**Your goal**
Copy out exactly the lines beginning with the one that contains "[point] every instance of the drainpipe" and ending at the last line of the listing, skipping any pictures.

**Data for processing**
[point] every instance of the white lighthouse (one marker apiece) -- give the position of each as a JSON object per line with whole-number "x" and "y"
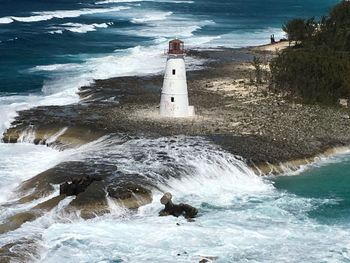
{"x": 174, "y": 98}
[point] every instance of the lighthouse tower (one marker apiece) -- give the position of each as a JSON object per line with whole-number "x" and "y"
{"x": 174, "y": 98}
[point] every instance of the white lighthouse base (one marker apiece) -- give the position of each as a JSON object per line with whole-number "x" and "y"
{"x": 191, "y": 112}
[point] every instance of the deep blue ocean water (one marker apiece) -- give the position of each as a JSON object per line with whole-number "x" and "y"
{"x": 30, "y": 40}
{"x": 48, "y": 49}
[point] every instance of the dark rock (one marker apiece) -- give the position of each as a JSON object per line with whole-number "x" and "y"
{"x": 176, "y": 210}
{"x": 124, "y": 190}
{"x": 77, "y": 185}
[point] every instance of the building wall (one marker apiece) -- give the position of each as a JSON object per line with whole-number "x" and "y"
{"x": 174, "y": 98}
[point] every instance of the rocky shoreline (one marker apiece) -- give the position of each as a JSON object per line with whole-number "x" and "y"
{"x": 244, "y": 118}
{"x": 232, "y": 111}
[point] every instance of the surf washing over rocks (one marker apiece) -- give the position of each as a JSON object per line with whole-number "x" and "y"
{"x": 242, "y": 217}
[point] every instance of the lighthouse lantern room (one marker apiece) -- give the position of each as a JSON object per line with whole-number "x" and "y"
{"x": 174, "y": 97}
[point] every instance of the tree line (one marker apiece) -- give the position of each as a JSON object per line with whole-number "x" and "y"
{"x": 317, "y": 67}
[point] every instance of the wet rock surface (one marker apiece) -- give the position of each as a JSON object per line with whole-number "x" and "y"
{"x": 244, "y": 119}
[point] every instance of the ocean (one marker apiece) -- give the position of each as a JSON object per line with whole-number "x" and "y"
{"x": 48, "y": 49}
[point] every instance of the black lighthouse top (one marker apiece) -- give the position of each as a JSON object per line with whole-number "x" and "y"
{"x": 176, "y": 47}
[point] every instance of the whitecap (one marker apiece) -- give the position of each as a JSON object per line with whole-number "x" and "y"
{"x": 48, "y": 15}
{"x": 152, "y": 16}
{"x": 6, "y": 20}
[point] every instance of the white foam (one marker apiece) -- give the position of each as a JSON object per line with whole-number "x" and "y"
{"x": 153, "y": 16}
{"x": 242, "y": 218}
{"x": 131, "y": 1}
{"x": 48, "y": 15}
{"x": 6, "y": 20}
{"x": 84, "y": 28}
{"x": 22, "y": 161}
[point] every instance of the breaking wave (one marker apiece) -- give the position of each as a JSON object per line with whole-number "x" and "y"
{"x": 59, "y": 14}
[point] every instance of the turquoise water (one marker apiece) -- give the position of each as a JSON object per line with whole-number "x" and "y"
{"x": 48, "y": 49}
{"x": 326, "y": 182}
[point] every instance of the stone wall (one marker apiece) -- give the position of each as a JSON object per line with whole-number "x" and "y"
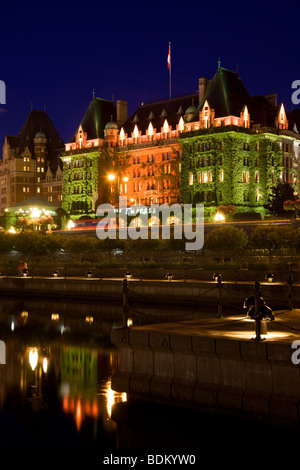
{"x": 249, "y": 378}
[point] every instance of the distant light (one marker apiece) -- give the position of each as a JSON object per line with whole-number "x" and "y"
{"x": 70, "y": 224}
{"x": 45, "y": 365}
{"x": 33, "y": 358}
{"x": 35, "y": 213}
{"x": 219, "y": 217}
{"x": 111, "y": 177}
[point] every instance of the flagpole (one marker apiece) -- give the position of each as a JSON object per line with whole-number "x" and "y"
{"x": 170, "y": 69}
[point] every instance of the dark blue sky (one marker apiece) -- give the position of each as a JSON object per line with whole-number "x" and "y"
{"x": 54, "y": 54}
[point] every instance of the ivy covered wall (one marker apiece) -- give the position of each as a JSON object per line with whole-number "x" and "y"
{"x": 80, "y": 183}
{"x": 232, "y": 166}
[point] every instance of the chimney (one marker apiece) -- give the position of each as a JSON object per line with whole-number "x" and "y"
{"x": 203, "y": 87}
{"x": 121, "y": 112}
{"x": 272, "y": 99}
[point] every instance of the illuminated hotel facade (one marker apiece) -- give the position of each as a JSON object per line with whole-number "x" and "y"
{"x": 219, "y": 146}
{"x": 31, "y": 164}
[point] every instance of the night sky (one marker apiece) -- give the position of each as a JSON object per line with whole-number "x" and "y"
{"x": 54, "y": 55}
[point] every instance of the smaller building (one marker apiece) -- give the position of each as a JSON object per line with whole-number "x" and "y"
{"x": 31, "y": 162}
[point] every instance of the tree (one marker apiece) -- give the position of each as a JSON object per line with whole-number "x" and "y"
{"x": 226, "y": 238}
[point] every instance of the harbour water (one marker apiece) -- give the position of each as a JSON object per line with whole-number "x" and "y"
{"x": 56, "y": 400}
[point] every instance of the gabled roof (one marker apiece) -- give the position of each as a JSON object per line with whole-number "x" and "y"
{"x": 226, "y": 94}
{"x": 294, "y": 120}
{"x": 39, "y": 121}
{"x": 98, "y": 114}
{"x": 157, "y": 112}
{"x": 35, "y": 201}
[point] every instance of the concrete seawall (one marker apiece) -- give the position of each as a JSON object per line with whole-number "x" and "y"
{"x": 147, "y": 291}
{"x": 210, "y": 369}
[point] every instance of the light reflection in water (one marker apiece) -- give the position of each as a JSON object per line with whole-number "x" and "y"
{"x": 111, "y": 396}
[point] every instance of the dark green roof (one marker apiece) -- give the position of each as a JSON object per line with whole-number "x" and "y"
{"x": 226, "y": 94}
{"x": 38, "y": 122}
{"x": 98, "y": 114}
{"x": 35, "y": 201}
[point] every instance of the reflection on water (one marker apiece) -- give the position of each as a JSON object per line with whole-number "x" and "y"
{"x": 56, "y": 385}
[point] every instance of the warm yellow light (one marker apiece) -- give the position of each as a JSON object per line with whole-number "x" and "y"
{"x": 70, "y": 224}
{"x": 33, "y": 358}
{"x": 122, "y": 134}
{"x": 45, "y": 365}
{"x": 136, "y": 132}
{"x": 111, "y": 176}
{"x": 166, "y": 127}
{"x": 150, "y": 129}
{"x": 219, "y": 217}
{"x": 181, "y": 124}
{"x": 35, "y": 213}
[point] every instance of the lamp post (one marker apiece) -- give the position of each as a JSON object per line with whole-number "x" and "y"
{"x": 112, "y": 176}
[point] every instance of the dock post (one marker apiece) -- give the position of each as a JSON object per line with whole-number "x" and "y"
{"x": 125, "y": 303}
{"x": 257, "y": 294}
{"x": 220, "y": 310}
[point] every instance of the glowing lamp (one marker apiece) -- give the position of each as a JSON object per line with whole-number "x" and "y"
{"x": 33, "y": 358}
{"x": 45, "y": 365}
{"x": 269, "y": 277}
{"x": 219, "y": 217}
{"x": 70, "y": 225}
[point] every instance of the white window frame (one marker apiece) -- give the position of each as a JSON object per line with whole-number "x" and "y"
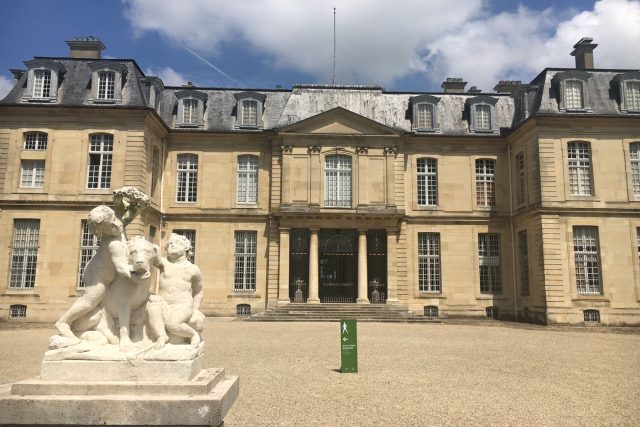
{"x": 245, "y": 254}
{"x": 24, "y": 254}
{"x": 586, "y": 250}
{"x": 429, "y": 272}
{"x": 187, "y": 178}
{"x": 247, "y": 180}
{"x": 489, "y": 263}
{"x": 580, "y": 171}
{"x": 338, "y": 185}
{"x": 427, "y": 181}
{"x": 100, "y": 161}
{"x": 485, "y": 183}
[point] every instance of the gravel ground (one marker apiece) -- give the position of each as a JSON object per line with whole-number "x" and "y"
{"x": 409, "y": 374}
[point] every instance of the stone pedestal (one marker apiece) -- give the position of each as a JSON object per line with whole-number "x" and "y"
{"x": 85, "y": 392}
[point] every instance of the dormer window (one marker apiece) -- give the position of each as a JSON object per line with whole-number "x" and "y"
{"x": 482, "y": 116}
{"x": 42, "y": 80}
{"x": 629, "y": 91}
{"x": 572, "y": 89}
{"x": 424, "y": 110}
{"x": 107, "y": 80}
{"x": 249, "y": 110}
{"x": 190, "y": 108}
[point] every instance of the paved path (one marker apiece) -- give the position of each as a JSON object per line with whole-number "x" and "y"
{"x": 410, "y": 375}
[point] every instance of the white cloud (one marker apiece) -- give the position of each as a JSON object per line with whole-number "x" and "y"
{"x": 380, "y": 43}
{"x": 169, "y": 76}
{"x": 5, "y": 86}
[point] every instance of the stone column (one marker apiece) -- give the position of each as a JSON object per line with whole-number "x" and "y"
{"x": 313, "y": 267}
{"x": 392, "y": 271}
{"x": 283, "y": 266}
{"x": 362, "y": 267}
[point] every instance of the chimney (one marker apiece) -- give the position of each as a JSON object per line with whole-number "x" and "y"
{"x": 583, "y": 51}
{"x": 85, "y": 47}
{"x": 453, "y": 85}
{"x": 507, "y": 86}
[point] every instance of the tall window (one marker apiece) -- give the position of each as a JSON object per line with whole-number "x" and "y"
{"x": 106, "y": 85}
{"x": 24, "y": 253}
{"x": 191, "y": 236}
{"x": 245, "y": 261}
{"x": 42, "y": 84}
{"x": 338, "y": 181}
{"x": 634, "y": 153}
{"x": 247, "y": 179}
{"x": 573, "y": 95}
{"x": 427, "y": 171}
{"x": 586, "y": 252}
{"x": 429, "y": 262}
{"x": 522, "y": 179}
{"x": 524, "y": 262}
{"x": 32, "y": 173}
{"x": 489, "y": 261}
{"x": 485, "y": 182}
{"x": 250, "y": 113}
{"x": 100, "y": 160}
{"x": 187, "y": 188}
{"x": 35, "y": 141}
{"x": 579, "y": 154}
{"x": 88, "y": 247}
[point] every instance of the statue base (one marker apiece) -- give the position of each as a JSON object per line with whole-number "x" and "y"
{"x": 86, "y": 392}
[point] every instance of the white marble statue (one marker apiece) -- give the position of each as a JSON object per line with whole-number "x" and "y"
{"x": 173, "y": 312}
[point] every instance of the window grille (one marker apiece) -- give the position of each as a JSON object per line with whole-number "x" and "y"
{"x": 524, "y": 262}
{"x": 427, "y": 172}
{"x": 245, "y": 261}
{"x": 106, "y": 85}
{"x": 573, "y": 95}
{"x": 429, "y": 262}
{"x": 424, "y": 119}
{"x": 24, "y": 253}
{"x": 100, "y": 160}
{"x": 187, "y": 188}
{"x": 338, "y": 181}
{"x": 579, "y": 157}
{"x": 42, "y": 84}
{"x": 17, "y": 311}
{"x": 247, "y": 179}
{"x": 249, "y": 113}
{"x": 191, "y": 236}
{"x": 485, "y": 182}
{"x": 32, "y": 174}
{"x": 591, "y": 316}
{"x": 88, "y": 247}
{"x": 586, "y": 252}
{"x": 483, "y": 117}
{"x": 431, "y": 311}
{"x": 489, "y": 262}
{"x": 634, "y": 153}
{"x": 243, "y": 310}
{"x": 190, "y": 111}
{"x": 522, "y": 179}
{"x": 35, "y": 141}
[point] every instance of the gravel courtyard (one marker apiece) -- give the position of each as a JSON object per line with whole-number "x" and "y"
{"x": 492, "y": 373}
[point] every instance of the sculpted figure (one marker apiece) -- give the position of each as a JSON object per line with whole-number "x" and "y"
{"x": 174, "y": 311}
{"x": 109, "y": 262}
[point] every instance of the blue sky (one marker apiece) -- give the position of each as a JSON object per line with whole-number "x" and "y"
{"x": 403, "y": 45}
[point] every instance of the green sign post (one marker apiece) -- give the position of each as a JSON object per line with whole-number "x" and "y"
{"x": 349, "y": 346}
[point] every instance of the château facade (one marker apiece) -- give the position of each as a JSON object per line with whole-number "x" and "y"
{"x": 522, "y": 204}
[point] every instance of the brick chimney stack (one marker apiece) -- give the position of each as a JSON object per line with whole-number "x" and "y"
{"x": 583, "y": 51}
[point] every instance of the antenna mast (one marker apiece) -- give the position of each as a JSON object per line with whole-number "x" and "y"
{"x": 333, "y": 80}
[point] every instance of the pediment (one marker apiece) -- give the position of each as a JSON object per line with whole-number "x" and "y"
{"x": 340, "y": 121}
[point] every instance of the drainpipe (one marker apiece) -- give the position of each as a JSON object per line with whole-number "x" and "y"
{"x": 513, "y": 243}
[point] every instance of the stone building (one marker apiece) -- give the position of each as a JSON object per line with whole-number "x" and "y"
{"x": 523, "y": 203}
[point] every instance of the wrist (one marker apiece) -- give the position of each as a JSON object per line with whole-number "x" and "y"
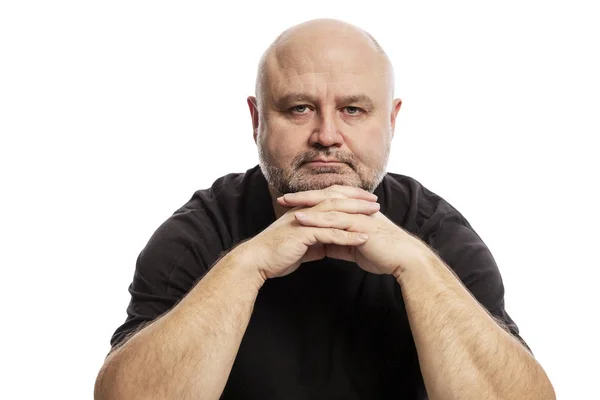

**Response for this exercise**
[point] every instance of the drainpipe (one marker apiece) -- give the position of each as a JSON object per line with whole-number "x" and "y"
{"x": 513, "y": 243}
[point] every instance of the stone building (one marker apiece) -- give the position of each as a JSON object per line with whole-number "x" and "y"
{"x": 523, "y": 203}
[point] every instance of the wrist (one marker apiece) -- give the position of each as a JSON object per line with whole-number "x" and "y"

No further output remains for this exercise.